**WHAT THE TASK REQUIRES:** Rewrite every item below as a numbered list, leaving out any blank lines.

**ENTRIES:**

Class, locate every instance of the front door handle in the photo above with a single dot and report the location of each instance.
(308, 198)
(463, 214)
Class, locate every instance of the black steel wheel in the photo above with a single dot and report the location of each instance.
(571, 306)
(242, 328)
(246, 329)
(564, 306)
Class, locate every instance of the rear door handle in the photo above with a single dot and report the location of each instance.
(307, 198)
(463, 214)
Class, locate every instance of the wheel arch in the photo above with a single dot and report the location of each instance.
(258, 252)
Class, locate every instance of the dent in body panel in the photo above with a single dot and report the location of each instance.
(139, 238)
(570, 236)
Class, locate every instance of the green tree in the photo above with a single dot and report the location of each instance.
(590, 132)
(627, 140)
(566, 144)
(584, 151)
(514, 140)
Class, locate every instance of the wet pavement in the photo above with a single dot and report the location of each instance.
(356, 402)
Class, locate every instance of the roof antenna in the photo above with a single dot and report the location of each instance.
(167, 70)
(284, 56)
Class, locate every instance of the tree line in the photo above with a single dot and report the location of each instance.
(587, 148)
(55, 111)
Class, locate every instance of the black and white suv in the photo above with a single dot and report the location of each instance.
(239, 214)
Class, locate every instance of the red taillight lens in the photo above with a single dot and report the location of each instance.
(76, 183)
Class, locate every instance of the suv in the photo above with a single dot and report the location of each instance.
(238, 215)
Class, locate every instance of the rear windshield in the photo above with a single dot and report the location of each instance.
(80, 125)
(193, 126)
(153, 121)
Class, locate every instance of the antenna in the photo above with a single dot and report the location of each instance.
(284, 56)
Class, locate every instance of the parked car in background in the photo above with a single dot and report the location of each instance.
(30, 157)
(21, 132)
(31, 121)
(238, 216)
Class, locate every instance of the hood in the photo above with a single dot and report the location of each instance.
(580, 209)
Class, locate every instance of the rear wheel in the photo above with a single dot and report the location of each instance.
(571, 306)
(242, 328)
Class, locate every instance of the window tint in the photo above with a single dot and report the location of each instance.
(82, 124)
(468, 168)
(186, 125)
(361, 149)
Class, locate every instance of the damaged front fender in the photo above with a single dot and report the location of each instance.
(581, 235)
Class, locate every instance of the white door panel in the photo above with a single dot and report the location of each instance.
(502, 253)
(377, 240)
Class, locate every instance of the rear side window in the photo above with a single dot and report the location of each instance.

**RESULT FOR THIS TASK:**
1. Class, locate every instance of the front door handle in the photo above with a single dot and report the location of each instance.
2. (308, 198)
3. (463, 214)
4. Class, locate every instance of the black steel wheel in the photo above with a single dot and report the location of each instance.
5. (571, 306)
6. (242, 328)
7. (246, 329)
8. (564, 306)
9. Class, locate every instance of the rear door handle in the photo above with a single dot and report the location of each instance.
10. (307, 198)
11. (463, 214)
12. Class, locate every instance of the wheel arch in the photo above with a single dot and report the location of each instance.
13. (258, 252)
14. Class, locate every instance of the dent in body panel in the photo above with a single dot and report the location of each instance.
15. (139, 238)
16. (570, 236)
17. Class, locate every instance of the green tree in the photo above with a single dot and report the location of each instance.
18. (590, 132)
19. (627, 140)
20. (566, 144)
21. (584, 151)
22. (514, 140)
23. Class, locate every instance of the wet pavement in the photo above with a single dot and report the location of each instance.
24. (356, 402)
25. Class, locate every instance of the roof antenna in the photo above with a single dot and report the location of each instance.
26. (167, 70)
27. (284, 56)
28. Class, locate every instance of the tree line in the photo above with a single dot and report the location of each instance.
29. (587, 148)
30. (55, 111)
31. Class, locate every instance of the black and white suv in the photo above with a single dot and report the location of each instance.
32. (239, 214)
33. Class, locate every instance of the red taillight lens in the photo above with a single dot and report the location of each instance.
34. (76, 183)
35. Class, locate every instance of the suv in the photo above with a single dot and report the location of each instance.
36. (238, 215)
37. Class, locate every instance of the rear windshield in the photo above with a single dot and report the location of each instance.
38. (80, 125)
39. (193, 126)
40. (153, 121)
41. Class, locate every instance of the antenna in the photo above with a single dot and report the location of each instance.
42. (284, 56)
43. Class, locate every instance of the parked car in background in the photo above with a single dot and report the location of each instance.
44. (30, 157)
45. (21, 132)
46. (31, 121)
47. (238, 216)
48. Class, locate every instance of the hood in the photo above with a single dot and report the location of each instance.
49. (580, 209)
50. Class, locate every instance of the rear wheel in the photo above with a single dot and report the location of each instance.
51. (571, 306)
52. (242, 328)
53. Class, locate every instance of the window tint in the photo above with a single dot and report the location of each instance.
54. (82, 124)
55. (468, 168)
56. (186, 125)
57. (361, 149)
58. Class, locate every instance of the damaged front fender in the photo above with a single dot and report the location of each instance.
59. (581, 235)
60. Class, locate every instance of the white door panel in the photo above with a single dot and report the location of each instance.
61. (502, 253)
62. (377, 240)
63. Class, locate every instance of the rear side window in the photo above with a single dot and report the location of each instance.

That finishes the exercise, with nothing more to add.